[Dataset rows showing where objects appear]
________________________

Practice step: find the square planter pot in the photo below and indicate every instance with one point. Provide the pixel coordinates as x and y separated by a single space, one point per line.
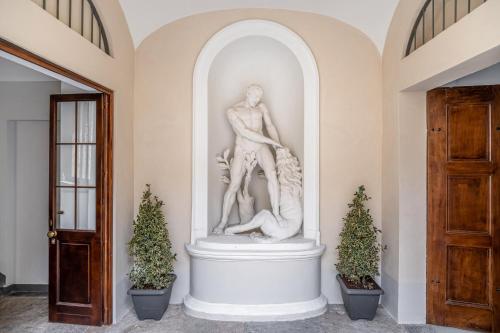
151 303
360 303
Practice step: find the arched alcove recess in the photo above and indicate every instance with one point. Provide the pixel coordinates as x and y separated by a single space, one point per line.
309 68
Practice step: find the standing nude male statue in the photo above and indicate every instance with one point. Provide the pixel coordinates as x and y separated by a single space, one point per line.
246 119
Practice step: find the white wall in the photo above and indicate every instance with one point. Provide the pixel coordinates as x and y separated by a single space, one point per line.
20 101
32 201
273 66
487 76
350 122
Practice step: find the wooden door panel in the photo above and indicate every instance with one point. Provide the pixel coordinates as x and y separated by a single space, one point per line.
74 272
77 192
468 203
466 269
468 131
462 243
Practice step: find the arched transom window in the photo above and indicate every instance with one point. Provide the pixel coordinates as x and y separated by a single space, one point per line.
81 16
435 17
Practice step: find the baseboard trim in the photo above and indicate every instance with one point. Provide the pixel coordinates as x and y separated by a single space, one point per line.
255 312
25 288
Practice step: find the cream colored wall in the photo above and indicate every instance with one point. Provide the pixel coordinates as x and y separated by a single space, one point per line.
350 116
469 45
27 25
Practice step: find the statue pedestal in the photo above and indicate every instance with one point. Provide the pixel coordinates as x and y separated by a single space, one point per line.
234 278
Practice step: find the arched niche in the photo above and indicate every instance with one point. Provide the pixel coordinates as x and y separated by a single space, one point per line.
201 159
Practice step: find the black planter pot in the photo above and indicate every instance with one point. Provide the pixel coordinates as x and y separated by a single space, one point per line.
360 303
151 303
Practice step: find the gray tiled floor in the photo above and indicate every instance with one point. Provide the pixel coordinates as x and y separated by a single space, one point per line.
29 314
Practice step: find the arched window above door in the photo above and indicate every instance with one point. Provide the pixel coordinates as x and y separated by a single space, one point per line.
435 17
81 16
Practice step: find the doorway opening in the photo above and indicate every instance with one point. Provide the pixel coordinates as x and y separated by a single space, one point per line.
463 194
56 174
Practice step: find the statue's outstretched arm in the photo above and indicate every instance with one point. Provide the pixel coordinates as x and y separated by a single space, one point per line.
271 129
240 129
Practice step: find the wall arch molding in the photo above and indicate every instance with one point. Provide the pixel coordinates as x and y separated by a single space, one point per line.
305 57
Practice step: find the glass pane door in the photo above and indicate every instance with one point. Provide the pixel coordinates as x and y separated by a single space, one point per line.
76 165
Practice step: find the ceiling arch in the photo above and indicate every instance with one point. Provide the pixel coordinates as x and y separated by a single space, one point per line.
371 17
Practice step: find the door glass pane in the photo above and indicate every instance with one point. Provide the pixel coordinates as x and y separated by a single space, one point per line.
86 209
86 122
86 165
66 122
65 208
66 165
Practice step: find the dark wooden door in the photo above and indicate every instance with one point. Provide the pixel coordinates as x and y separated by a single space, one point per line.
463 192
75 225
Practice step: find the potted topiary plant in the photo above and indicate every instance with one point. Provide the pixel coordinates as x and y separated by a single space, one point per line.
152 269
358 260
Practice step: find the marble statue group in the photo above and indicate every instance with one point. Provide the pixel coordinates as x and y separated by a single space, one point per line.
284 178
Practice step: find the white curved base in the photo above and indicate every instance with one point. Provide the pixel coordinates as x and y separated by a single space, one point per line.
261 312
234 278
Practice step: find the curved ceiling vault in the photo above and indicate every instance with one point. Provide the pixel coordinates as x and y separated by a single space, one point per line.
369 16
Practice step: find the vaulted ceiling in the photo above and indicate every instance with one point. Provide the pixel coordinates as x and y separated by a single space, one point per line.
372 17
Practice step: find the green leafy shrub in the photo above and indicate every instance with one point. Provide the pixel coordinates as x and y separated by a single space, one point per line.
359 250
150 246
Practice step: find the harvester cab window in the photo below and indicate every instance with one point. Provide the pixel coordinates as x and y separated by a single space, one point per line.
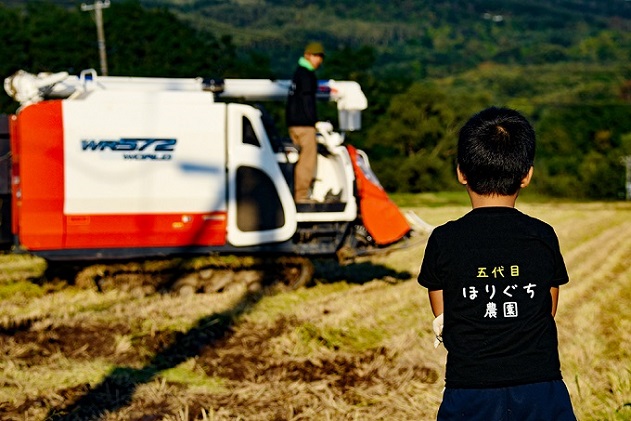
249 135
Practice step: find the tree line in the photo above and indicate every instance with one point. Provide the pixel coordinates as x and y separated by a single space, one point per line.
577 91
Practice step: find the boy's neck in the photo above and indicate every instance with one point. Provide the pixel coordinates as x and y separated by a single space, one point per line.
480 201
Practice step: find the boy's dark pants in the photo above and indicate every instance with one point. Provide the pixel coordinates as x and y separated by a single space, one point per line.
531 402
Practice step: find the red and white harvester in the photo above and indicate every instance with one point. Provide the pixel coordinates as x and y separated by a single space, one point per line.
100 168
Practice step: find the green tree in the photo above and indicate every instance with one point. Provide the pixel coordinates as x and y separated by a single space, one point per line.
414 143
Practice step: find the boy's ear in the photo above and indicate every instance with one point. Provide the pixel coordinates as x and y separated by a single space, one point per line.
526 180
461 178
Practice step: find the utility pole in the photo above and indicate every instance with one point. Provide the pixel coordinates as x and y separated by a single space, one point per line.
98 7
626 160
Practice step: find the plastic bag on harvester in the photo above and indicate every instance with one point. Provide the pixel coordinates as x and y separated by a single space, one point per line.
381 217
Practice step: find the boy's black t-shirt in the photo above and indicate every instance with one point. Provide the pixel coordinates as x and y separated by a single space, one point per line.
496 266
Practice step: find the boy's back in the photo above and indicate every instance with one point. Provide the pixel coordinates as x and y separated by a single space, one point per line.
496 266
493 278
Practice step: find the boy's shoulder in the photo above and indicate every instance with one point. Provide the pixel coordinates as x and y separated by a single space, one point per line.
488 221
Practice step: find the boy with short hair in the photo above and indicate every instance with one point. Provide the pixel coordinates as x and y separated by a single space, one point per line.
494 276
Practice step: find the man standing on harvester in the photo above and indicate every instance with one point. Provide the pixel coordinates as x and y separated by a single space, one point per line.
301 117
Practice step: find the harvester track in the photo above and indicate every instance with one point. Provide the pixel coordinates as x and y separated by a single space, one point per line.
186 275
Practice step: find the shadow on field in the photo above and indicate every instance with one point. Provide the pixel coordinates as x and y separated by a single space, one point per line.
360 272
117 389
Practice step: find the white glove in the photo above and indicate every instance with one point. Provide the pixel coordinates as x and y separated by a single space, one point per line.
437 327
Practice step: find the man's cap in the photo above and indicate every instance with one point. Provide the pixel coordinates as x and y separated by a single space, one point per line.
314 48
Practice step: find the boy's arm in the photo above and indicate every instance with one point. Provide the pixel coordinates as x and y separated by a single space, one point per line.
554 292
436 301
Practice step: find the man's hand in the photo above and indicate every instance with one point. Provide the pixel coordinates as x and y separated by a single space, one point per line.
437 327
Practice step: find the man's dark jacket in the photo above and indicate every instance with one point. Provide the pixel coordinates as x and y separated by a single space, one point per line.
301 101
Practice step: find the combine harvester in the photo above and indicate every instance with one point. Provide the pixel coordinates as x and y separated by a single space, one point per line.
101 170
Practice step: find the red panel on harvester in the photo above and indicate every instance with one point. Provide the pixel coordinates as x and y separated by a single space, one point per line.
41 177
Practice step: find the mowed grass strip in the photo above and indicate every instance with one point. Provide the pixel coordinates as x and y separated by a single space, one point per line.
355 345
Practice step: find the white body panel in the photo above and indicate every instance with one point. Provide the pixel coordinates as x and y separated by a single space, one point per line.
261 157
167 153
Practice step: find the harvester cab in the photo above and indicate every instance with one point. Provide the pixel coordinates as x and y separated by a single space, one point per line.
106 167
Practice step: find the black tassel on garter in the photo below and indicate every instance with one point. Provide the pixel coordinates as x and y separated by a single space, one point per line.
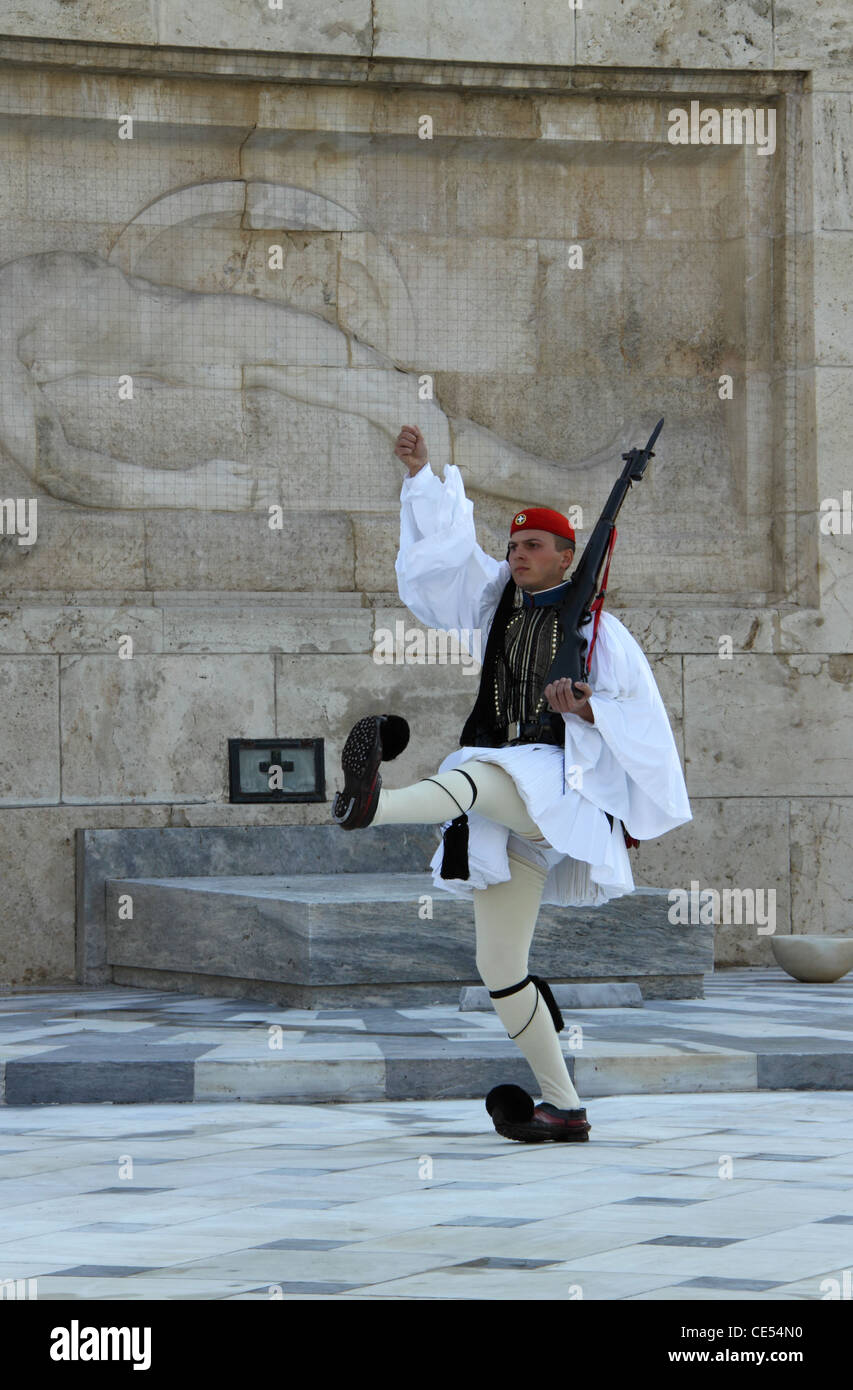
545 990
454 862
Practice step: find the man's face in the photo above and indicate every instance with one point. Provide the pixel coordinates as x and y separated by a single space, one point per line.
535 560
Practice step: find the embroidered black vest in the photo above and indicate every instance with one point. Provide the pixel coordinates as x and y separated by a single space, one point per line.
523 641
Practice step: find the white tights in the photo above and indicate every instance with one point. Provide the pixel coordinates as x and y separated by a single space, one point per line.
504 913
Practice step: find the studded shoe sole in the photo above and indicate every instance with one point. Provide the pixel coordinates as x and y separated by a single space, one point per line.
543 1127
373 740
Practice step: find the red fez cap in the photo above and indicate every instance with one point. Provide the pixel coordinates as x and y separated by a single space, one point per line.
542 519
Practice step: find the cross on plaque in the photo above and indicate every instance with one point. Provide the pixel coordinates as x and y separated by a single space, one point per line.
275 761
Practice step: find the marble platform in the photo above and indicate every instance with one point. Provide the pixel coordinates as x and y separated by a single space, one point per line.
346 923
753 1030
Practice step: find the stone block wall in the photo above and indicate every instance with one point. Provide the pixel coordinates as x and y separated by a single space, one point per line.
257 387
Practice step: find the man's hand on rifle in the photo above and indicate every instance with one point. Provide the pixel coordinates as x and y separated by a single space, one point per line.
411 449
560 698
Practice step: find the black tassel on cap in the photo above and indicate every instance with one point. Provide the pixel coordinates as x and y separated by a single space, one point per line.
454 862
545 990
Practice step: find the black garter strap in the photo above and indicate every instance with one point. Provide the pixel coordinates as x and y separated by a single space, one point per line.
542 988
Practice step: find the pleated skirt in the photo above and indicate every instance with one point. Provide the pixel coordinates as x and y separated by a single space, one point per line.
586 861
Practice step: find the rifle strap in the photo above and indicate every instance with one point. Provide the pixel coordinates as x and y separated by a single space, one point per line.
599 599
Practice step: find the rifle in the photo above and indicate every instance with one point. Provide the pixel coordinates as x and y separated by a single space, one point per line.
584 597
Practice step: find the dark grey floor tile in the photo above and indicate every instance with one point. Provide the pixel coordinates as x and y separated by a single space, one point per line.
127 1187
714 1282
503 1262
303 1244
713 1241
657 1201
489 1221
99 1271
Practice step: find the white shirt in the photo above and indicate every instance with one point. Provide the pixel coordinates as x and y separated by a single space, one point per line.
625 763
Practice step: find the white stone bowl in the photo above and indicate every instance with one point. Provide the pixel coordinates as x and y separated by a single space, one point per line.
814 959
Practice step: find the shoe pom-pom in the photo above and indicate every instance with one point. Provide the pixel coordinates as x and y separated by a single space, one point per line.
513 1102
393 731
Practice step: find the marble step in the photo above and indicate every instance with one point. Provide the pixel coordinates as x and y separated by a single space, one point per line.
345 938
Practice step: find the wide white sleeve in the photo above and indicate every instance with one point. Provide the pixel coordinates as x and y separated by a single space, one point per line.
443 576
627 762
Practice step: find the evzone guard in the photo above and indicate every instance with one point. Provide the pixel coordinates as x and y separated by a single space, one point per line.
567 758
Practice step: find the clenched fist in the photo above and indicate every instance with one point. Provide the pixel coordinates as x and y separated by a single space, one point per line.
561 699
411 449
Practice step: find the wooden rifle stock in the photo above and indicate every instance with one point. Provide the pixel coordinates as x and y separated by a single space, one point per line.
575 609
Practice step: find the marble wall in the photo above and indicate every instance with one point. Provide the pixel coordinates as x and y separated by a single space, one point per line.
282 381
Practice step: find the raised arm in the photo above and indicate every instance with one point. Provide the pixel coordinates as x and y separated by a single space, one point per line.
443 574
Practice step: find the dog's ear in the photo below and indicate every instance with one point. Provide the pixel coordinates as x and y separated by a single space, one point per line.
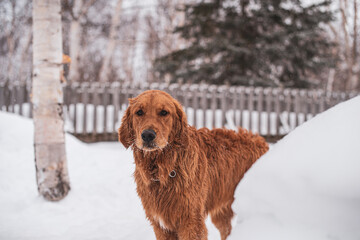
126 131
180 126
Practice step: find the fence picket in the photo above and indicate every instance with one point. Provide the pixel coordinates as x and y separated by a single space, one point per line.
295 105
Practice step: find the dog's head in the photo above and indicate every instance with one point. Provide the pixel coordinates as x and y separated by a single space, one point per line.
153 121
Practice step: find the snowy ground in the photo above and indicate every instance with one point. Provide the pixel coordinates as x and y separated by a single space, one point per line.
306 187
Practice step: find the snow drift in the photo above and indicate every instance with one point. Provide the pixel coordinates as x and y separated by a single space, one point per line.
306 187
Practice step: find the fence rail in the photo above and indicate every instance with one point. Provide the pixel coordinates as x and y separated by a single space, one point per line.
94 111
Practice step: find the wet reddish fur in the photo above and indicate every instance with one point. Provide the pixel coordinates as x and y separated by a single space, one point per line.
209 165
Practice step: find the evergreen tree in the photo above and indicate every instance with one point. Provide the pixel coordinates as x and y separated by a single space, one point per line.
266 42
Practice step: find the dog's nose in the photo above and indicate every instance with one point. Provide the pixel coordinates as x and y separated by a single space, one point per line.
148 135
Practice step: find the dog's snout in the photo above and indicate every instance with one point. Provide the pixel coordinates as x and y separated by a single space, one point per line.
148 135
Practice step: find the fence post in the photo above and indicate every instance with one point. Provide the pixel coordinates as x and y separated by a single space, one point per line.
85 100
115 91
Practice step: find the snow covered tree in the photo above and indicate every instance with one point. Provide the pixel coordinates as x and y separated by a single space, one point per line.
261 42
49 140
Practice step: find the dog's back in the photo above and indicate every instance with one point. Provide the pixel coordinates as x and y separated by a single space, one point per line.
229 154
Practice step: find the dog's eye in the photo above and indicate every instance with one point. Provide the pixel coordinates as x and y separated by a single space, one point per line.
140 112
164 113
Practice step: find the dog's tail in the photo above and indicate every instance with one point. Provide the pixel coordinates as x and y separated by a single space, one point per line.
259 144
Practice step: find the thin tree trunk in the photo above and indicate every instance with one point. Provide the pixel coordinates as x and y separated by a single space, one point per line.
75 39
47 98
105 67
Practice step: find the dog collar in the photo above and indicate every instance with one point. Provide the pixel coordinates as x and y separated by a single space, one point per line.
172 174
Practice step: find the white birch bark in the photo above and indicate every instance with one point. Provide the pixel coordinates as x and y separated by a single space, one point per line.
49 142
75 38
115 21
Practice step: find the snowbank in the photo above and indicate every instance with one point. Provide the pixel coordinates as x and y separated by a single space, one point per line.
306 187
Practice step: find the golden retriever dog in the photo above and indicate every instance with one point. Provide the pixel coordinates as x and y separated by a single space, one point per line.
183 174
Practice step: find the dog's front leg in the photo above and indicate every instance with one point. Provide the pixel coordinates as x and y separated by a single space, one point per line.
193 229
163 234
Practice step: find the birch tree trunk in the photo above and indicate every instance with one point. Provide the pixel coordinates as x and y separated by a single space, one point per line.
75 38
105 67
49 142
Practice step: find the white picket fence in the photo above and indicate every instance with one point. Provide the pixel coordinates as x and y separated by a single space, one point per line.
96 109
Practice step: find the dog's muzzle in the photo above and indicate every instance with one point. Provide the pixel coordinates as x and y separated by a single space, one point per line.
148 136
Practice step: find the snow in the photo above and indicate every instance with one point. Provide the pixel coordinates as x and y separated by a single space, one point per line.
306 187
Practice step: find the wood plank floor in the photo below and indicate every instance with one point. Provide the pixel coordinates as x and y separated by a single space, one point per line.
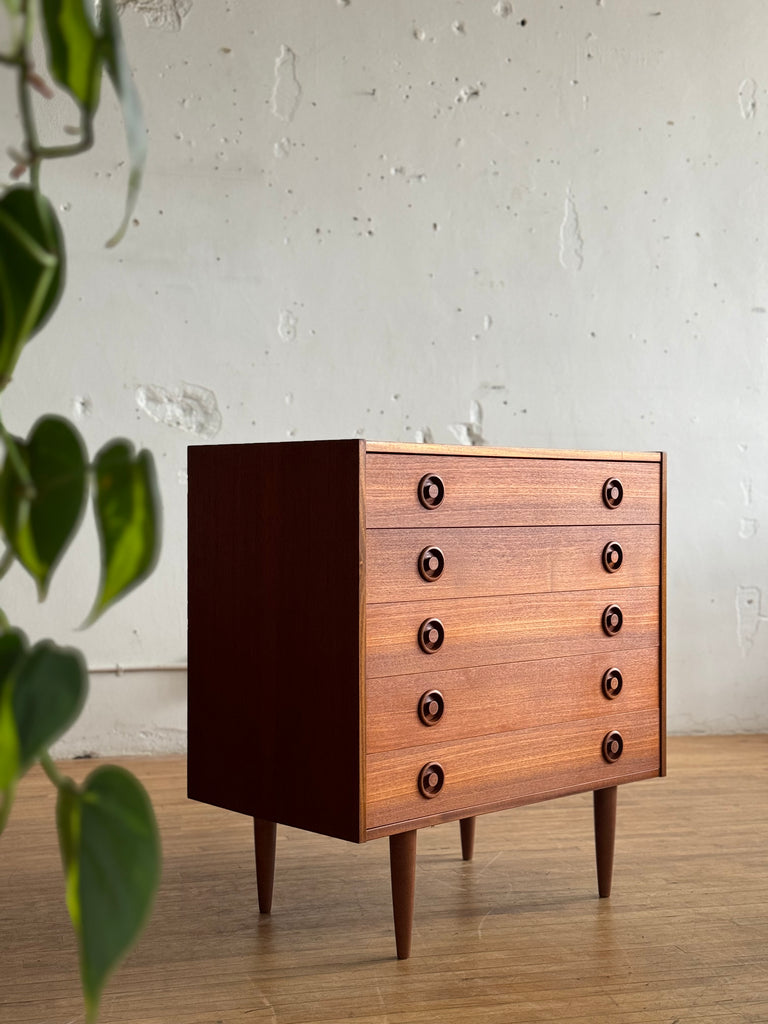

________________________

TASK INSTRUCTIONS: State how many lines of the listing above contain the word "standing". Give only the number.

SOLUTION: 2